In [chen2016color], a non learning-based joint visual-thermal method is presented. It is based on guided filtering of an up-sampled LR thermal input in areas that correlate well with the HR visual input. It is tested on visual-thermal pairs whose capturing sensors were manually calibrated to be aligned. Almastri et al. [almasri2018multimodal] introduced the learning-based visual-thermal SR methods VTSRCNN and VTSRGAN, built on top of the existing SRCNN and SRGAN. They perform joint visual-thermal SR by concatenating feature maps extracted from each input modality, and are trained and evaluated on the ULB17-VT [Almasri2019] visual-thermal dataset consisting of well aligned pairs.
As noted by Almasri et al. [almasri2018multimodal], in the context of cross-modal super-resolution, misalignment is a major limitation in producing artifact-free SR results. In their paper, it is claimed that the artifacts added to the SR result appear where there is cross-modal displacements, and a better synchronized capturing device would likely solve that problem. Our method’s approach in handling cross-modal misalignment is to deform the RGB modality and align details that improve the SR objective to the target modality.

**WHAT IS NEEDED**
In the text on visual-thermal super-resolution, which dataset were VTSRCNN and VTSRGAN trained and evaluated on?

**EXCERPTED DATA**
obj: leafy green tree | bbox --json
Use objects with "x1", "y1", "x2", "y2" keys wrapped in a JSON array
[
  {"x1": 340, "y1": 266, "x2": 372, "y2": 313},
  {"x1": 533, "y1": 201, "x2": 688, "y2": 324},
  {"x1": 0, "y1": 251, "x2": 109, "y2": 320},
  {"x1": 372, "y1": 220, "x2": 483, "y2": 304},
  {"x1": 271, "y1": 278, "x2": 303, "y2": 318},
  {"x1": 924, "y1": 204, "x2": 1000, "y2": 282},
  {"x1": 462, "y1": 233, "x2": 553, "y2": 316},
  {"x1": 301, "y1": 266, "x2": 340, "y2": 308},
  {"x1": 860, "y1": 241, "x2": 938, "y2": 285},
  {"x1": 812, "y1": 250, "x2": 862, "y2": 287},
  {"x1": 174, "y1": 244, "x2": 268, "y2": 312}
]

==

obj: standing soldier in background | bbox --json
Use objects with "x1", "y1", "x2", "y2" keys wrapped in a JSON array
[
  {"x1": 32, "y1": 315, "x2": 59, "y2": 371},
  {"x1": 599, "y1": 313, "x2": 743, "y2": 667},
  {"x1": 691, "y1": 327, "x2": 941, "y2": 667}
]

**OUTPUT FOR THIS EXERCISE**
The ULB17-VT visual-thermal dataset, which consists of well aligned pairs.